Write out each line from the data below that includes the word "ornament".

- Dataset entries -
========
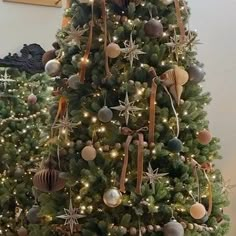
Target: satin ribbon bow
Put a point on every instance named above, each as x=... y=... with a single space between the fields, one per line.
x=130 y=133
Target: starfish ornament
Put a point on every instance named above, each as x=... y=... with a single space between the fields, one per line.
x=126 y=108
x=152 y=176
x=131 y=50
x=71 y=216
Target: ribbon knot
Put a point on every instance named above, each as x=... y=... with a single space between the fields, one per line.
x=131 y=133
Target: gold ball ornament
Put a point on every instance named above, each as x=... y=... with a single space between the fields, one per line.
x=197 y=211
x=112 y=197
x=22 y=231
x=204 y=137
x=89 y=153
x=53 y=67
x=113 y=50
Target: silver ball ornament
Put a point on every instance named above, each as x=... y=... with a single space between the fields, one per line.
x=105 y=114
x=32 y=215
x=73 y=81
x=53 y=67
x=173 y=228
x=89 y=153
x=112 y=197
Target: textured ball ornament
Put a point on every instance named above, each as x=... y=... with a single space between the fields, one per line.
x=196 y=73
x=153 y=29
x=32 y=215
x=167 y=2
x=105 y=114
x=73 y=82
x=204 y=137
x=22 y=231
x=113 y=50
x=175 y=145
x=53 y=67
x=112 y=197
x=89 y=153
x=48 y=180
x=173 y=228
x=197 y=211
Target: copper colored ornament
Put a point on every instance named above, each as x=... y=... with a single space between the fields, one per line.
x=48 y=179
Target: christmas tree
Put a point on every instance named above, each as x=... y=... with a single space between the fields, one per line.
x=23 y=117
x=130 y=151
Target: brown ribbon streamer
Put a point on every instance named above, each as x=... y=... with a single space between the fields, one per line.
x=104 y=15
x=131 y=133
x=66 y=19
x=180 y=21
x=87 y=51
x=152 y=109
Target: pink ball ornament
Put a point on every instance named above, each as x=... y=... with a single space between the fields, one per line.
x=204 y=137
x=32 y=99
x=197 y=211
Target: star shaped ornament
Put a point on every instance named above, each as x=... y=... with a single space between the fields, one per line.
x=71 y=216
x=126 y=108
x=131 y=50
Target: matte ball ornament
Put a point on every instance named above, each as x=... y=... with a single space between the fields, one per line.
x=173 y=228
x=197 y=211
x=204 y=137
x=175 y=145
x=89 y=153
x=53 y=67
x=22 y=231
x=32 y=215
x=105 y=114
x=32 y=99
x=73 y=81
x=153 y=29
x=167 y=2
x=113 y=50
x=196 y=73
x=112 y=197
========
- Written answer -
Target: starfish ornament
Target: gold ball ornament
Target: silver ball ornament
Target: textured ball ornament
Target: copper colored ornament
Target: pink ball ornament
Target: star shaped ornament
Target: matte ball ornament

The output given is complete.